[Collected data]
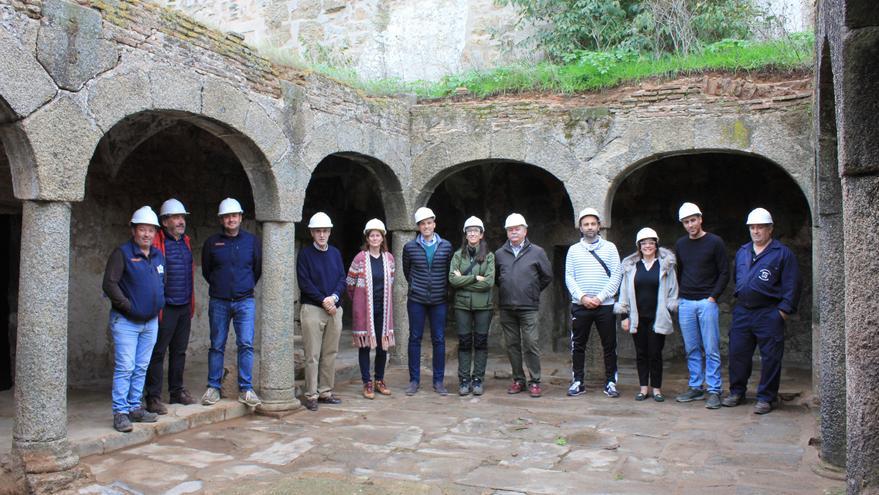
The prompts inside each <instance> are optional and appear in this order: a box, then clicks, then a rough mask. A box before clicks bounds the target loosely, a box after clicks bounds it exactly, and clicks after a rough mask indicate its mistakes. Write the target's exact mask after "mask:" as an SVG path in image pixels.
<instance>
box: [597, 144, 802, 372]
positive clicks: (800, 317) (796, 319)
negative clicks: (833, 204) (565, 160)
mask: <svg viewBox="0 0 879 495" xmlns="http://www.w3.org/2000/svg"><path fill="white" fill-rule="evenodd" d="M611 201H612V206H611V210H610V211H611V214H612V215H613V228H612V229H611V232H610V233H609V234H608V237H609V238H610V239H611V240H612V241H614V242H615V243H616V244H617V247H618V248H619V251H620V256H623V257H624V256H627V255H629V254H631V253H633V252H634V251H635V244H634V239H635V233H636V232H637V231H638V230H639V229H640V228H642V227H652V228H653V229H655V230H656V231H657V233H658V234H659V236H660V244H661V245H662V246H664V247H668V248H672V249H673V248H674V244H675V241H676V240H677V239H678V238H679V237H681V236H682V235H684V234H685V232H684V230H683V227H682V226H681V224H680V222H679V221H678V216H677V215H678V208H679V207H680V205H681V204H682V203H683V202H685V201H691V202H694V203H696V204H697V205H699V206H700V207H701V209H702V212H703V218H704V225H703V227H704V228H705V230H706V231H708V232H712V233H715V234H717V235H719V236H720V237H722V238H723V239H724V241H725V242H726V246H727V253H728V255H729V263H730V270H732V269H733V266H732V265H733V259H734V257H735V253H736V251H737V250H738V248H739V247H740V246H741V245H742V244H745V243H746V242H749V241H750V236H749V233H748V229H747V227H746V226H745V219H746V217H747V215H748V212H750V211H751V210H752V209H753V208H756V207H758V206H761V207H764V208H766V209H768V210H769V211H770V212H771V213H772V216H773V220H774V222H775V226H774V229H775V230H774V234H773V235H774V237H775V238H777V239H779V240H781V241H782V242H784V243H785V244H786V245H788V246H789V247H790V248H791V249H792V250H793V251H794V253H795V254H796V256H797V259H798V262H799V265H800V270H801V273H802V275H803V293H802V298H801V299H800V307H799V311H798V313H797V315H795V316H794V317H793V318H791V320H789V322H788V325H787V330H786V336H785V338H786V342H785V355H784V363H785V366H787V367H800V368H806V369H809V368H811V365H812V270H811V260H812V230H811V228H812V223H811V213H810V209H809V205H808V202H807V201H806V197H805V195H804V194H803V192H802V190H801V189H800V187H799V186H798V185H797V183H796V182H794V180H793V179H792V178H791V177H790V176H789V175H788V174H787V173H786V172H785V171H784V170H783V169H781V167H779V166H778V165H776V164H774V163H773V162H771V161H769V160H767V159H765V158H762V157H759V156H755V155H747V154H740V153H719V152H711V151H706V152H701V153H687V154H680V155H671V156H665V157H658V158H656V159H654V160H651V161H647V162H644V163H641V164H638V166H636V167H633V168H632V171H631V172H630V173H629V174H628V175H626V176H624V177H621V178H620V180H619V181H618V185H617V188H616V189H615V190H614V191H613V195H612V199H611ZM733 292H734V285H733V282H732V280H731V281H730V285H729V286H728V287H727V289H726V291H725V292H724V293H723V295H722V297H721V299H720V301H719V303H720V307H721V324H720V327H721V329H722V331H721V355H722V356H726V355H727V347H726V346H727V341H728V332H727V330H728V328H729V321H730V311H731V309H732V306H731V305H732V303H733ZM620 344H621V345H620V347H619V352H620V354H621V355H622V356H624V357H631V356H634V350H633V349H632V343H631V341H630V339H620ZM665 356H666V357H667V358H669V360H680V359H681V357H682V356H683V342H682V340H681V339H680V337H675V338H672V339H669V340H668V341H667V343H666V351H665ZM724 361H725V359H724Z"/></svg>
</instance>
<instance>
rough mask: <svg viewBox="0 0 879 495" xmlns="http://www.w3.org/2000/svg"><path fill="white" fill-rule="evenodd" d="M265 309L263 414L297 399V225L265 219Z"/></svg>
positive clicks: (263, 296) (263, 294) (275, 412)
mask: <svg viewBox="0 0 879 495" xmlns="http://www.w3.org/2000/svg"><path fill="white" fill-rule="evenodd" d="M262 227H263V229H262V235H263V264H262V279H261V280H262V312H261V313H260V332H261V341H260V351H259V352H260V356H259V357H260V359H259V394H260V398H261V399H262V405H261V406H260V407H259V408H258V411H259V412H261V413H269V414H271V413H278V412H281V411H284V412H287V411H293V410H296V409H298V408H299V407H301V405H300V404H299V401H298V400H296V394H295V382H294V379H295V376H294V371H293V331H294V327H295V325H296V323H295V320H294V318H293V301H294V299H295V297H294V292H295V280H296V268H295V267H296V255H295V224H294V223H293V222H264V223H263V224H262Z"/></svg>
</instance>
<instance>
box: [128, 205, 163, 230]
mask: <svg viewBox="0 0 879 495" xmlns="http://www.w3.org/2000/svg"><path fill="white" fill-rule="evenodd" d="M139 224H144V225H155V226H156V227H158V226H159V217H157V216H156V212H154V211H153V209H152V208H150V207H149V206H141V207H140V208H138V209H137V211H135V212H134V215H131V225H132V226H134V225H139Z"/></svg>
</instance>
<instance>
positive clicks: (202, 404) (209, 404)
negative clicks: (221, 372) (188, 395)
mask: <svg viewBox="0 0 879 495" xmlns="http://www.w3.org/2000/svg"><path fill="white" fill-rule="evenodd" d="M219 401H220V391H219V390H218V389H215V388H214V387H208V389H207V390H205V391H204V395H202V396H201V404H202V405H203V406H212V405H214V404H216V403H217V402H219Z"/></svg>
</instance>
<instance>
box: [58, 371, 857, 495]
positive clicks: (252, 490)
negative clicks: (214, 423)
mask: <svg viewBox="0 0 879 495" xmlns="http://www.w3.org/2000/svg"><path fill="white" fill-rule="evenodd" d="M553 361H556V362H553ZM564 361H565V356H561V355H553V356H548V357H547V358H545V368H546V369H549V370H553V369H555V370H566V368H567V365H566V364H565V362H564ZM447 366H448V367H447V369H448V371H450V372H452V373H450V374H454V370H455V367H456V363H455V362H454V361H450V362H449V363H448V365H447ZM423 373H424V376H425V381H428V382H429V376H430V371H429V370H424V371H423ZM489 374H490V375H497V376H499V377H501V378H497V379H496V378H491V377H490V378H488V379H487V387H486V394H485V395H484V396H482V397H473V396H468V397H459V396H457V395H449V396H447V397H440V396H438V395H437V394H435V393H433V392H432V391H428V390H425V389H422V390H421V391H420V392H419V393H418V394H417V395H415V396H414V397H406V396H405V395H404V394H403V393H402V389H403V386H404V384H405V382H406V378H407V377H406V369H405V367H401V366H395V367H392V368H391V369H390V370H389V373H388V376H387V380H386V381H387V382H388V383H389V384H390V385H391V387H392V391H393V395H392V396H390V397H385V396H381V395H378V394H376V395H377V396H376V398H375V400H367V399H364V398H362V397H361V396H360V385H359V383H356V381H352V382H346V383H342V384H340V385H339V386H338V389H337V393H338V395H339V396H340V397H341V398H342V399H343V403H342V404H341V405H339V406H325V405H321V407H320V410H319V411H317V412H309V411H304V410H303V411H302V412H298V413H296V414H293V415H290V416H287V417H284V418H281V419H272V418H268V417H262V416H255V415H246V416H243V417H240V418H237V419H232V420H229V421H225V422H220V423H216V424H211V425H207V426H203V427H199V428H195V429H192V430H188V431H184V432H181V433H176V434H171V435H166V436H161V437H158V438H157V439H156V440H155V441H153V442H152V443H149V444H144V445H140V446H136V447H131V448H127V449H123V450H118V451H115V452H112V453H109V454H104V455H95V456H91V457H85V458H83V459H82V462H83V464H85V465H86V466H88V467H89V468H90V469H91V472H92V474H93V475H94V481H93V482H90V483H89V484H87V485H86V486H82V487H79V488H78V489H77V490H75V491H74V493H81V494H106V495H109V494H114V495H115V494H124V495H130V494H139V493H142V494H152V493H165V494H185V493H229V494H237V493H240V494H245V493H246V494H251V493H261V494H262V493H264V494H269V493H272V494H274V493H278V494H280V493H319V494H329V495H332V494H350V493H357V494H379V493H382V494H383V493H391V494H397V493H398V494H461V495H469V494H498V495H504V494H507V495H508V494H520V493H534V494H544V493H546V494H568V493H571V494H573V493H630V494H632V493H634V494H637V493H709V492H710V493H719V494H726V493H729V494H757V493H797V494H799V493H830V494H836V493H844V484H843V483H842V482H840V481H834V480H830V479H827V478H822V477H820V476H818V475H816V474H814V473H813V471H812V469H813V467H814V466H815V465H816V463H817V462H818V458H817V451H816V449H815V447H813V446H810V445H809V440H810V438H812V437H814V436H815V435H816V415H815V410H814V408H813V407H810V402H811V400H812V399H811V393H810V384H809V381H808V380H809V376H808V373H807V372H802V371H796V370H794V371H786V372H785V375H784V377H783V382H782V389H783V392H785V393H786V397H788V398H791V399H792V400H789V401H787V402H785V403H784V404H783V406H782V407H781V408H780V409H779V410H776V411H774V412H772V413H771V414H768V415H765V416H758V415H755V414H752V408H753V404H754V402H753V400H749V401H748V402H747V403H745V404H744V405H742V406H739V407H737V408H732V409H728V408H723V409H720V410H716V411H710V410H706V409H705V407H704V404H705V403H704V402H701V401H700V402H695V403H690V404H678V403H675V402H674V401H673V399H671V397H673V396H674V394H675V393H676V392H679V391H681V390H683V389H684V388H685V387H686V379H685V369H684V368H683V366H682V365H681V366H679V367H678V368H674V367H672V368H670V369H667V371H666V374H667V376H666V388H665V393H666V396H667V397H668V398H669V400H667V401H666V402H664V403H656V402H654V401H653V400H647V401H644V402H636V401H634V400H633V398H634V395H635V393H637V386H635V385H632V383H633V381H634V370H632V369H631V366H630V365H627V366H624V367H623V369H622V372H621V385H620V387H619V388H620V391H621V393H622V397H620V398H619V399H610V398H608V397H606V396H605V395H604V394H603V393H602V392H601V391H600V385H601V384H600V383H598V382H590V383H589V385H590V387H589V389H588V392H587V394H585V395H583V396H580V397H574V398H570V397H566V396H565V391H566V384H567V378H566V376H567V372H558V371H557V372H556V374H557V375H558V376H549V377H548V379H546V380H545V383H546V386H547V388H546V393H545V395H544V397H542V398H539V399H533V398H530V397H528V396H527V395H526V394H519V395H515V396H510V395H507V393H506V386H507V385H508V383H507V381H508V378H507V377H508V365H506V362H505V360H504V358H503V357H502V356H496V355H493V356H492V358H491V361H490V365H489ZM446 385H447V386H448V387H449V389H450V390H452V386H453V385H457V384H456V382H455V380H454V376H452V377H447V379H446ZM454 390H457V387H455V388H454ZM138 427H141V425H136V427H135V428H138Z"/></svg>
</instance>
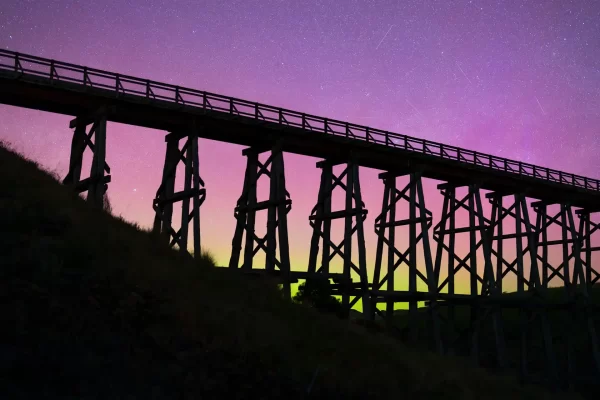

* [Your assignment]:
Please give everything from the start of the items down to the line containing "negative clicks: (833, 204) (565, 160)", swapping "negative clicks" for "excluded points" and leaving all else unchanged. Leave the pictures out of your answer.

* [Worked solution]:
The prompts inside each <instance> are optional and appear in this order: a box, then clicks, then a rough mask. A box before clicks bounds the target loosely, a box after clicks bounds it exactly, and clicks after a rough mask indicate its mistakes. Write the target's exact mask after "mask:" as an SVG path in image pixels.
<instance>
box: [597, 144, 802, 372]
positive clicks: (800, 317) (796, 319)
excluded points: (833, 204) (565, 160)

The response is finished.